Ryan Tabeling is so immersed in youth athletics that he’s been able to see how various groups are reacting to the ongoing COVID-19 pandemic.
As co-founder of The Cage, a baseball and softball facility that moved from Champaign to Tolono this year and reopened in late May under Phase 3 of Gov. J.B. Pritzker’s “Restore Illinois” plan.
As general manager of the Illinois Braves travel baseball program, which offers 9U through 18U teams.
And as father of son Logan and daughter Brynn — the former a recent Tuscola graduate on the oldest Braves squad, the latter a Tuscola senior currently involved in the AAU basketball circuit.
So there have been plenty of decisions for Ryan Tabeling to make considering athletics involving both his and other people’s children.
“Personally, it’s gotten to a point where I think the kids need something,” Tabeling said. “They need to be able to play, to be able to go out there. … Right now the uncertainty of everything has got people worried because no one knows (what to expect with the pandemic). We just haven’t seen anything from all these weekends. We’re not skipping a beat.”
On the Illinois Braves front, Tabeling said his athletes returned to the diamond as soon as the first week of June, though some younger teams started later in that month.
Tabeling recognized the desire for travel baseball would be heightened after the 2020 IHSA spring sports seasons were largely wiped out and their subsequent state series canceled. So he took a poll among his Braves parents: Do we play or do we sit out as the pandemic continues nationally?
“I didn’t want to play games just to be playing games. I wanted to make sure we were doing it the right way,” Tabeling said. “Taking all the precautions we needed to. … Basically everything was let’s go full ahead.”
It wasn’t that simple, of course.
Illinois didn’t allow travel events within its borders until late June, so Tabeling and his coaches had to get a bit more creative than usual with scheduling.
“We’ve been to Missouri, Indiana, Tennessee,” Tabeling said. “I wanted to check with the parents and check with basically people smarter than me I could rely on as far as doing this the right way and doing it the safe way.”
Tabeling also purchased “hundreds of dollars” worth of no-touch body temperature-taking materials and issued one such thermometer to each of his teams.
From then on, it was a matter of paying attention to different rules and regulations set forth by travel tournament hosts.
“Each tournament director basically sent out an email saying what their protocol was going to be,” Tabeling said, “and we were going to follow it.
“At the beginning they required a little more distance in the dugouts between kids. The umpire, I know for one of our tournaments, was behind the pitcher instead of behind home plate. We never shook hands after games. We kind of tipped hats. There was no people that collected gate fee or concessions, and the restrooms were closed.”
Tabeling saw restrictions beginning to ease as time went on, specifically with a limited presence of facility employees.
Things are different at his daughter’s AAU basketball showcases, according to Ryan Tabeling.
The fact these games are indoors is a big reason for that, and Tabeling has witnessed numerous precautionary measures he normally would have never seen during an AAU season.
“There’s some tournaments we walk in, you get scanned (for body temperature). You have to wear your mask at all times,” Tabeling said. “They take out the bleachers in some of the places so you have to bring chairs.
“There’s one (tournament) in Indiana two weeks ago where you were basically not allowed to come in until your team was ready to play. … Then, after a certain amount of games, they took everybody out of the gymnasium, wiped everything down, brought everybody back in.”
Outside of college coaches’ attendance being prevented by recruiting dead period rules, Tabeling said he feels attendance — at least at the AAU games for which he’s been present — is comparable to that of prior years. However, fewer games are being held at the same time, so folks can be far more spread out and adhere to social distancing requirements.
Thus far, Tabeling said all of the athletic activities on his plate haven’t included any COVID-19 scares for his family or Braves kids.
“Nobody’s ever been shut down,” Tabeling said. “You have to sign waivers — if you attended this facility — so if somebody at that facility were to get COVID they’d have to get a hold of our team and we’d have to let our team members know. But we’ve never had any cases of that.”

* [EXTRACTED ENTRIES]:

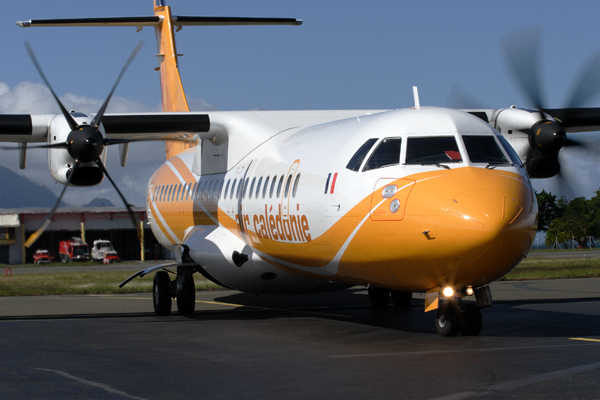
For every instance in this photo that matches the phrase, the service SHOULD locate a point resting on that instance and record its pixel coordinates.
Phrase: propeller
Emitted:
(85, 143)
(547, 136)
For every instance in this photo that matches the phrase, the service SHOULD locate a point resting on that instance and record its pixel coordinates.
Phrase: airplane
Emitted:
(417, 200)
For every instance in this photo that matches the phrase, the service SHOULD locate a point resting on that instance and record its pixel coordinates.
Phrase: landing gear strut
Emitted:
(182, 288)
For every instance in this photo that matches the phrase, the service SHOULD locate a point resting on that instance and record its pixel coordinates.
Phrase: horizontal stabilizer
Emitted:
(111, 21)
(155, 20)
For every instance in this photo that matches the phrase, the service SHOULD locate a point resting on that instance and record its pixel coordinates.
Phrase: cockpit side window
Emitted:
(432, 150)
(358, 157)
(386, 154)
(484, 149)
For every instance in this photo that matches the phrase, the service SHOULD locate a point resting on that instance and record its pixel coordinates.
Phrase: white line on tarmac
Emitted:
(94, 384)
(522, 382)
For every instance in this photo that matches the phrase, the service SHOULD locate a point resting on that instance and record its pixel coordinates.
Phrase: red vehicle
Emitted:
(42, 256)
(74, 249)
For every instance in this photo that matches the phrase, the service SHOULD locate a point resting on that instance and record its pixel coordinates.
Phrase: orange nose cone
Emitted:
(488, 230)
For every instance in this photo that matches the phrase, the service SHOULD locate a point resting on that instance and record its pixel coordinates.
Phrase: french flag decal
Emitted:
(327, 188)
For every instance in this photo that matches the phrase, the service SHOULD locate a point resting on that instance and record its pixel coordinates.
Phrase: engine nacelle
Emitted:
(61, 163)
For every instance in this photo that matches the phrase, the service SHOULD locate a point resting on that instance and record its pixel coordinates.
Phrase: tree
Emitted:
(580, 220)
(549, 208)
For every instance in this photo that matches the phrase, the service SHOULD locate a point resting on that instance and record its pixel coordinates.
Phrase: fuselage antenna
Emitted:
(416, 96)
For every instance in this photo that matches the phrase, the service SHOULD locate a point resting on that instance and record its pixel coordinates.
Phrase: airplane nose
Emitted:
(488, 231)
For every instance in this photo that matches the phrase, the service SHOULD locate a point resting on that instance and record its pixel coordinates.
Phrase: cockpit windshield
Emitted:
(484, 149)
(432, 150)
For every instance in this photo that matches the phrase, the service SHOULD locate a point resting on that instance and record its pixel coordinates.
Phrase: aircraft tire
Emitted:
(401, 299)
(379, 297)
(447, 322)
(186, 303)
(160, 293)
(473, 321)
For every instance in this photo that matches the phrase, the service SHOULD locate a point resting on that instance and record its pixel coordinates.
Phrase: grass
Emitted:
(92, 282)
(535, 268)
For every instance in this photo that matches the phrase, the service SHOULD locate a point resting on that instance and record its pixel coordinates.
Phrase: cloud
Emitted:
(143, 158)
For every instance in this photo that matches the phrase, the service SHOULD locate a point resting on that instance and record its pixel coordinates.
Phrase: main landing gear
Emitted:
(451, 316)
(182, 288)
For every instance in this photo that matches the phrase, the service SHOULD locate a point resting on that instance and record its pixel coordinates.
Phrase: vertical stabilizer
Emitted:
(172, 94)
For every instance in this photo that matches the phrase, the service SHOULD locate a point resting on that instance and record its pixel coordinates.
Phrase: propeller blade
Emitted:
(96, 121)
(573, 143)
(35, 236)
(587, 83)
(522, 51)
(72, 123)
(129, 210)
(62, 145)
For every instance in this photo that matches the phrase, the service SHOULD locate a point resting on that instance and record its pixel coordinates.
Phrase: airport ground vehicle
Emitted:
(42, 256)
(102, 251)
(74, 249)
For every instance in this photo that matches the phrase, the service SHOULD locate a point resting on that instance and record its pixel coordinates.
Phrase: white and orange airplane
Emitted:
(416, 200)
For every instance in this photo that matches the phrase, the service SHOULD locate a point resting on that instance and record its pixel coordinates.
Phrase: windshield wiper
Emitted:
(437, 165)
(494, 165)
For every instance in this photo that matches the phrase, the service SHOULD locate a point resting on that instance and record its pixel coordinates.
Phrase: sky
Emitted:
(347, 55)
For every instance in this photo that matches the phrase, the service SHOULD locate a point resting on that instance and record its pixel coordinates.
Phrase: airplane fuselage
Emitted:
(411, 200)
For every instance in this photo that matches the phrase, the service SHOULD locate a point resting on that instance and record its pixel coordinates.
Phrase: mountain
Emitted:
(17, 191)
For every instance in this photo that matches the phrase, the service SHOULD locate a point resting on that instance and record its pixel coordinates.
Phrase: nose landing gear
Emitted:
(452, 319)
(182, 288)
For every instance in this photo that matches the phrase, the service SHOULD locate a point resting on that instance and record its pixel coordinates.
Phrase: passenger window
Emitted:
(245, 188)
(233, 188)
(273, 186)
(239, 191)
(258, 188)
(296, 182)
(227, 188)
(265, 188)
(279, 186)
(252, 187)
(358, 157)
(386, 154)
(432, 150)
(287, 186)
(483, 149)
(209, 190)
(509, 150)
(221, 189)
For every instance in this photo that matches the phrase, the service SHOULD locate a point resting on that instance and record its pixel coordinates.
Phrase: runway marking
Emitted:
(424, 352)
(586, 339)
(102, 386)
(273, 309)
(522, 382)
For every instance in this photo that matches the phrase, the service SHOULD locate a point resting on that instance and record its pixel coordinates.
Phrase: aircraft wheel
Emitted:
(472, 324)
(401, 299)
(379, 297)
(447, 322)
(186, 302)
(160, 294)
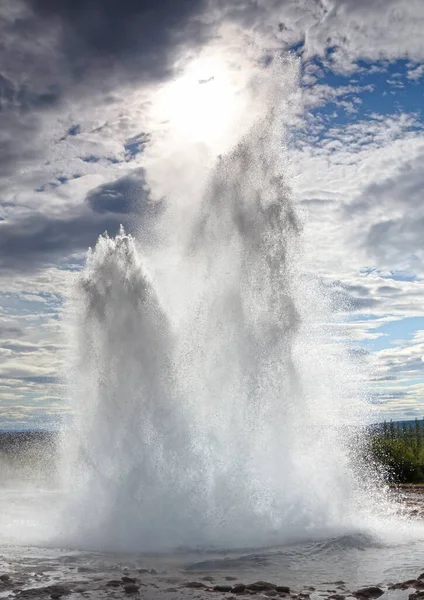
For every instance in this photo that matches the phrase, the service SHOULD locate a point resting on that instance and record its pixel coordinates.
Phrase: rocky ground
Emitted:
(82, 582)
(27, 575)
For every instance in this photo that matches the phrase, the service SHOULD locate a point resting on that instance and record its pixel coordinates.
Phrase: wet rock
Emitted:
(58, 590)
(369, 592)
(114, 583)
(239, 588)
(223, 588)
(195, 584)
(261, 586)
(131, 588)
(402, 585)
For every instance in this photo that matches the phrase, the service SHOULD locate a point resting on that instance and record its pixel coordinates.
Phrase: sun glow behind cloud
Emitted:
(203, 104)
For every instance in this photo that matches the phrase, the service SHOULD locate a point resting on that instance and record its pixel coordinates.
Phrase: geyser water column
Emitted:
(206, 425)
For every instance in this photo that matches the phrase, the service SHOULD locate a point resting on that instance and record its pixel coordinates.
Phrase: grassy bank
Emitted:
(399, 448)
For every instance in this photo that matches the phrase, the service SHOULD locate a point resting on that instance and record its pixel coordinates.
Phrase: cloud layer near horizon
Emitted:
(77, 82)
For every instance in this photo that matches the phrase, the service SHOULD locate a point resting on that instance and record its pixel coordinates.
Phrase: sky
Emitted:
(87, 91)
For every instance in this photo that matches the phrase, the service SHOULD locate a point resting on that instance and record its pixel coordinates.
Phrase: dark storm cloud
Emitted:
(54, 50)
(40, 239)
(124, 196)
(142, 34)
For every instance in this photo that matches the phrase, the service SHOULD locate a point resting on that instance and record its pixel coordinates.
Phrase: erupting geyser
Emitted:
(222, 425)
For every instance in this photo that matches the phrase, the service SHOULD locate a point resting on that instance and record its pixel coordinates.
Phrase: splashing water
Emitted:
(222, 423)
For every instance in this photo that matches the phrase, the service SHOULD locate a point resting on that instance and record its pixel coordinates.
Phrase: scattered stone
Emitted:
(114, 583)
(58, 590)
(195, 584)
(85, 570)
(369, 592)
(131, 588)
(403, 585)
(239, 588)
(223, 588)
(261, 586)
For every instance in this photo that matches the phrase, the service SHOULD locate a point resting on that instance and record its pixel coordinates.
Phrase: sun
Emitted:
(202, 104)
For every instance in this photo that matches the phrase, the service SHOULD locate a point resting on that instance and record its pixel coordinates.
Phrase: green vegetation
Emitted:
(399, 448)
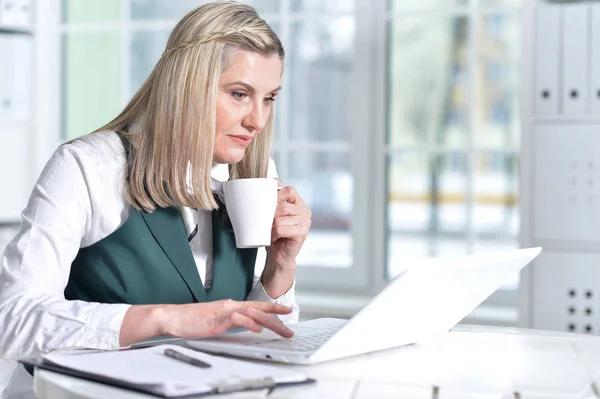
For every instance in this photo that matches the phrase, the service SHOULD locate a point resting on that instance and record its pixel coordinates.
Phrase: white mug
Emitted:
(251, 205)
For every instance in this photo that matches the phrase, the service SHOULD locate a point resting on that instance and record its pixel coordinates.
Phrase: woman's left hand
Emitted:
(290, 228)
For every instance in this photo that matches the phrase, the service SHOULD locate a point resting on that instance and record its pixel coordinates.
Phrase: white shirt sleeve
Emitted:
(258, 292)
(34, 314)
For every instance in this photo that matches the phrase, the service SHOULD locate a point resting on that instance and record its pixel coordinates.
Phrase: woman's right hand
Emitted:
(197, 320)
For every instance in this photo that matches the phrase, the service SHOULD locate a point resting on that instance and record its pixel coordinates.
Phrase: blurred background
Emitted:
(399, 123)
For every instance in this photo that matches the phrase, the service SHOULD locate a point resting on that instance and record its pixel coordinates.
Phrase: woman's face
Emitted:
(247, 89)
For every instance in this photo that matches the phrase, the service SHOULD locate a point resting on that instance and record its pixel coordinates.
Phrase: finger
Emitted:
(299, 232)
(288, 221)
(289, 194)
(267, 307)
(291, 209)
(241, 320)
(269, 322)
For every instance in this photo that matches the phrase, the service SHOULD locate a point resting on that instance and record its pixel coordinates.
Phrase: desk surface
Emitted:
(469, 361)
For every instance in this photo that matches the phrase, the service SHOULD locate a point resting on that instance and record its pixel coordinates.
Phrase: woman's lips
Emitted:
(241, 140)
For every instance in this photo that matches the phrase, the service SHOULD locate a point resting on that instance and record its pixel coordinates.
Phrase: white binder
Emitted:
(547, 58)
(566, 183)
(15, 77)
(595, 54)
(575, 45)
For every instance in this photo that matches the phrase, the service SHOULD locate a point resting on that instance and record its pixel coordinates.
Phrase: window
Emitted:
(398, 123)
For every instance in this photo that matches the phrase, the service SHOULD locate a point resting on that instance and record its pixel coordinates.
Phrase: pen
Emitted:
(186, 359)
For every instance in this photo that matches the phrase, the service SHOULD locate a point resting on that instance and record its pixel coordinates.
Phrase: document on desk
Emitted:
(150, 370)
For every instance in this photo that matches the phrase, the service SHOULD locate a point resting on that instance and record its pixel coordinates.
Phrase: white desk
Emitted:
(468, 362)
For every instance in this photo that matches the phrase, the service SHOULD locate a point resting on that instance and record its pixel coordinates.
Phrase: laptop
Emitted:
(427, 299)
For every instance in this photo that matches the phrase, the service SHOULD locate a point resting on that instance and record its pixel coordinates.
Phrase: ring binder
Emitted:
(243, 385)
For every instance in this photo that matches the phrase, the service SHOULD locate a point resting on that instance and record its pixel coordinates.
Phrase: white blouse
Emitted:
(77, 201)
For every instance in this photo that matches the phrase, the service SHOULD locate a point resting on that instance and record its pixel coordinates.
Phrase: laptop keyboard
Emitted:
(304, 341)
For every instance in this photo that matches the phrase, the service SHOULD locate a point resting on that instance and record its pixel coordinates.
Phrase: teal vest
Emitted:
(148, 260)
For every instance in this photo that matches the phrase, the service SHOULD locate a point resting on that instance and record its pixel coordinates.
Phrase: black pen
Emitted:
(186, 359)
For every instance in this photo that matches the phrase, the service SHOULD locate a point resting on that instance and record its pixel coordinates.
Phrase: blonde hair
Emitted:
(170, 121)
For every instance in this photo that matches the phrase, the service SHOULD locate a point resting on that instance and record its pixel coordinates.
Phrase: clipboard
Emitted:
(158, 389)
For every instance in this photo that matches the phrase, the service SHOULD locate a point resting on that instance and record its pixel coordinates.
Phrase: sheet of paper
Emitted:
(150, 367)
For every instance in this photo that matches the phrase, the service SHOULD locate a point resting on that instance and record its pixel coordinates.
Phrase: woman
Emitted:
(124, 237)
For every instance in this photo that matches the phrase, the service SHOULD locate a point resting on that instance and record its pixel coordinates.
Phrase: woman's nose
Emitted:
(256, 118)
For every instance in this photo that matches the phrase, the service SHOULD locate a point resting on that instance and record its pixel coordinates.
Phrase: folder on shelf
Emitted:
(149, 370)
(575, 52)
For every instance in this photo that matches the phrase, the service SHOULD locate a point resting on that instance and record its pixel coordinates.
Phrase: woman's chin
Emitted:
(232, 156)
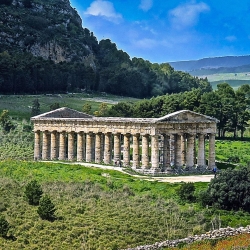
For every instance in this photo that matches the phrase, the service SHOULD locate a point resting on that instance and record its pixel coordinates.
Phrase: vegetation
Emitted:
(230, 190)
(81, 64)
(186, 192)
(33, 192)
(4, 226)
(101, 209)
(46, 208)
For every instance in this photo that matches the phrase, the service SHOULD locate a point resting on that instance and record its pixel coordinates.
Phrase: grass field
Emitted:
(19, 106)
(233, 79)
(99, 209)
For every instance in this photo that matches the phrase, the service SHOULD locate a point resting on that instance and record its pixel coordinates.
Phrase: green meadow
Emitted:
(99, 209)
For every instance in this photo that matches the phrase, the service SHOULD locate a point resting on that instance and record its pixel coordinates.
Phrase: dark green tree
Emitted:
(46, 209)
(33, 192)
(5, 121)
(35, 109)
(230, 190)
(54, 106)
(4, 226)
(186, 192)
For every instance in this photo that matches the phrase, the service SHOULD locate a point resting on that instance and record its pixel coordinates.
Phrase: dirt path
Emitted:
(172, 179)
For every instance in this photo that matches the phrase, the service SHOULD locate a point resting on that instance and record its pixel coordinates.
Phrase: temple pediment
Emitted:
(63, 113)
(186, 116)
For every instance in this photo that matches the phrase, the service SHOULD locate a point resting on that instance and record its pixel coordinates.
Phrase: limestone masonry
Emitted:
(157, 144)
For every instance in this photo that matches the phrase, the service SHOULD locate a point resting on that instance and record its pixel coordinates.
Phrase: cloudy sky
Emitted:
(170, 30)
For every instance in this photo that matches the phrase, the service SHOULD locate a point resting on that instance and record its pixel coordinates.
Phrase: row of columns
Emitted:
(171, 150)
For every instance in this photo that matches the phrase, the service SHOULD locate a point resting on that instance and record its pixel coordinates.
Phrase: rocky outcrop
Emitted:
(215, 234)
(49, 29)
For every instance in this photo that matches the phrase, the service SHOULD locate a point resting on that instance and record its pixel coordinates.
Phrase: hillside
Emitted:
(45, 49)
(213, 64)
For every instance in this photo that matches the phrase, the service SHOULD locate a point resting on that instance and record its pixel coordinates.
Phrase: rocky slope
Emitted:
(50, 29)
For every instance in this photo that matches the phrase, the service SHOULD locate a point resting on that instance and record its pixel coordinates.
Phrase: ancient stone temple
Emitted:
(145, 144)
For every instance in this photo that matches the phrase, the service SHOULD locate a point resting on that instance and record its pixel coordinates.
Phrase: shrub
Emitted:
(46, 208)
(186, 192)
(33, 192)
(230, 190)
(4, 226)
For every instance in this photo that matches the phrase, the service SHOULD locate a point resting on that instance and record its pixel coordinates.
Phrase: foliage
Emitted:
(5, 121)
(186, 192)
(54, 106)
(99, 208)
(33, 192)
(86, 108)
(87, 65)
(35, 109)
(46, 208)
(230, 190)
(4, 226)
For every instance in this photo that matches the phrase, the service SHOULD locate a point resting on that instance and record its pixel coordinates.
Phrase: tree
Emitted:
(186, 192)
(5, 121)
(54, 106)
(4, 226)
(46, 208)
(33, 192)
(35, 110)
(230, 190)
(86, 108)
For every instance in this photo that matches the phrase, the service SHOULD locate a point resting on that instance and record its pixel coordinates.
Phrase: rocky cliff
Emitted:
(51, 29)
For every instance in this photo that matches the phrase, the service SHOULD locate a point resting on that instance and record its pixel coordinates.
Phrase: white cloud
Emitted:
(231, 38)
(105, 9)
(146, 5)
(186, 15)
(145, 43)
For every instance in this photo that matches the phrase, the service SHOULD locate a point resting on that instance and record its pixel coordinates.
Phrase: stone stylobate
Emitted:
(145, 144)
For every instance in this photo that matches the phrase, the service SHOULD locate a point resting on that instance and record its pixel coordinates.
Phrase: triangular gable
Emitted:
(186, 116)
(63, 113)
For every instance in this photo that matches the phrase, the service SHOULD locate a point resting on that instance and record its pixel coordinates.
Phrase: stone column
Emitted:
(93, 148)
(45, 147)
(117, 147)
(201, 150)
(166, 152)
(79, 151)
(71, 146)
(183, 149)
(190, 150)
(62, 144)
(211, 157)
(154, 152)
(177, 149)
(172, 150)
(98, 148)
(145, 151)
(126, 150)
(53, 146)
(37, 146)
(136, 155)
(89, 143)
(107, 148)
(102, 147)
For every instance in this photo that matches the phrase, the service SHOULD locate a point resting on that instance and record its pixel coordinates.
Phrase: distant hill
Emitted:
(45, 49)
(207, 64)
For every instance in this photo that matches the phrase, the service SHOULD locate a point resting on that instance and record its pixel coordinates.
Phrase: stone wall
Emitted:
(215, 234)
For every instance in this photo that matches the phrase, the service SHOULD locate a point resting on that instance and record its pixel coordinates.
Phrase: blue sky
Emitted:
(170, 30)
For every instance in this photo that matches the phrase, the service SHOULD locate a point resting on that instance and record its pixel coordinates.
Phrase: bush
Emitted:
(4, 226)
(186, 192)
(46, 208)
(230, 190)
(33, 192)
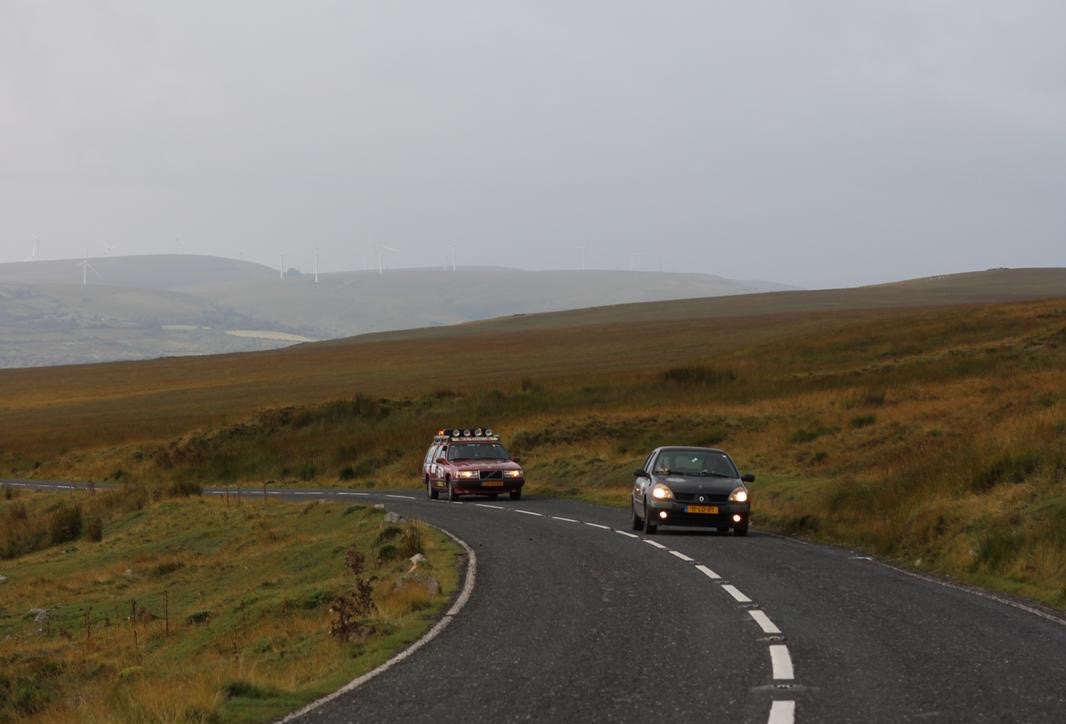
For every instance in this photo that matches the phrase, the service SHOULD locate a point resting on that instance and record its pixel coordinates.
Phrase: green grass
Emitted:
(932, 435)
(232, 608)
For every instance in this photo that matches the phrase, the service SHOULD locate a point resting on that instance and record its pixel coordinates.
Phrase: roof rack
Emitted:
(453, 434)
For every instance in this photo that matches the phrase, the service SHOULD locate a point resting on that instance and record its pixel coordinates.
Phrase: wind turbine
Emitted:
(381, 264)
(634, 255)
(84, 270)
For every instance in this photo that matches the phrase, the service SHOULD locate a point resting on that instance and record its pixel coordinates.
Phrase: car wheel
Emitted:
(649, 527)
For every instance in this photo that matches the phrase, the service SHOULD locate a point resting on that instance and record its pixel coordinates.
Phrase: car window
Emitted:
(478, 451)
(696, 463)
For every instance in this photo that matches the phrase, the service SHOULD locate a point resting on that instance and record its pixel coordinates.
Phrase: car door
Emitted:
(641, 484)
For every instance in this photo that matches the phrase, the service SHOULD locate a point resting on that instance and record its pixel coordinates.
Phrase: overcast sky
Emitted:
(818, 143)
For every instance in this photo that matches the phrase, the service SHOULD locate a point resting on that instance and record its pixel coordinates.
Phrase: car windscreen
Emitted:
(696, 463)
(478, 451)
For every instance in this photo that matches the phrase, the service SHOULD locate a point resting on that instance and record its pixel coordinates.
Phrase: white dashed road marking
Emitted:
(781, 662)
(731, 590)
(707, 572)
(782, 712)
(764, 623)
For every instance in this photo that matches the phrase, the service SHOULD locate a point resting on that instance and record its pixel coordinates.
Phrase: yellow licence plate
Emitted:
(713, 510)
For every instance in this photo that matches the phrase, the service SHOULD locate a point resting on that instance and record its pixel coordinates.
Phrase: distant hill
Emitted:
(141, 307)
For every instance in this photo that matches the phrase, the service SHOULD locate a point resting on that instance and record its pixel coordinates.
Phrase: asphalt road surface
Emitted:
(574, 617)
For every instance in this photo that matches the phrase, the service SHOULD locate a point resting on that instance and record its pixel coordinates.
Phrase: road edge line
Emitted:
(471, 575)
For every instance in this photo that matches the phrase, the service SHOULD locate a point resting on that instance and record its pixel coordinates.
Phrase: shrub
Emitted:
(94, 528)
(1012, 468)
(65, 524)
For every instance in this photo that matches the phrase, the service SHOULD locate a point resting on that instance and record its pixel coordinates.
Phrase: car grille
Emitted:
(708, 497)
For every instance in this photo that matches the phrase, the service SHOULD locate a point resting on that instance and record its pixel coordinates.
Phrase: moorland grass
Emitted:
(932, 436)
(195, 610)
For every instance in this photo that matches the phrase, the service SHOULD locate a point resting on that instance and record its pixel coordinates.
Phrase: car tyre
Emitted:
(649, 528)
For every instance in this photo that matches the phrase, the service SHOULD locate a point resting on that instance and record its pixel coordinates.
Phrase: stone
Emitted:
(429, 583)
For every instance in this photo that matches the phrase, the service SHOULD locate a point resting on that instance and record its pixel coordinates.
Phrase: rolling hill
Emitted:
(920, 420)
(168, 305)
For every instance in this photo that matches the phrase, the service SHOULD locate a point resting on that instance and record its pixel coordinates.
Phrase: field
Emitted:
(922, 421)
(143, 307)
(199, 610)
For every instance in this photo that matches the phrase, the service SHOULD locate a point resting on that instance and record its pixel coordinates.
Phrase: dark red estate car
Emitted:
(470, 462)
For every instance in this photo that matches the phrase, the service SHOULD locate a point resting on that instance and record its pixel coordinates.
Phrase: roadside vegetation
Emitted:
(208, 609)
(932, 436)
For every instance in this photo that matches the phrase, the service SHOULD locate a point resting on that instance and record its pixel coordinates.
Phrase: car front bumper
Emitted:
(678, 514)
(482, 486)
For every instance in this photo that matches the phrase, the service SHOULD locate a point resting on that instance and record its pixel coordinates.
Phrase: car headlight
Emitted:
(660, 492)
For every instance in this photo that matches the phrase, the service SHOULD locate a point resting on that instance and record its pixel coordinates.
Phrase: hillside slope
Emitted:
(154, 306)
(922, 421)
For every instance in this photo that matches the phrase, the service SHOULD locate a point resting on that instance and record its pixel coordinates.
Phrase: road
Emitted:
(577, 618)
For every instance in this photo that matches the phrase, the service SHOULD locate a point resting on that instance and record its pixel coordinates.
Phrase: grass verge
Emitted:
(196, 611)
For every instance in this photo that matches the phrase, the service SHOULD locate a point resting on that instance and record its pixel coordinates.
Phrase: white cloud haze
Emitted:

* [WHAT YOU WILL DO]: In the article on youth sports during the pandemic, reproduce the passage from "Outside of college" to "social distancing requirements.", substituting "physical distancing" for "social distancing". The rows come from a different source than the article.

* [RESPONSE TO THE TASK]:
Outside of college coaches’ attendance being prevented by recruiting dead period rules, Tabeling said he feels attendance — at least at the AAU games for which he’s been present — is comparable to that of prior years. However, fewer games are being held at the same time, so folks can be far more spread out and adhere to physical distancing requirements.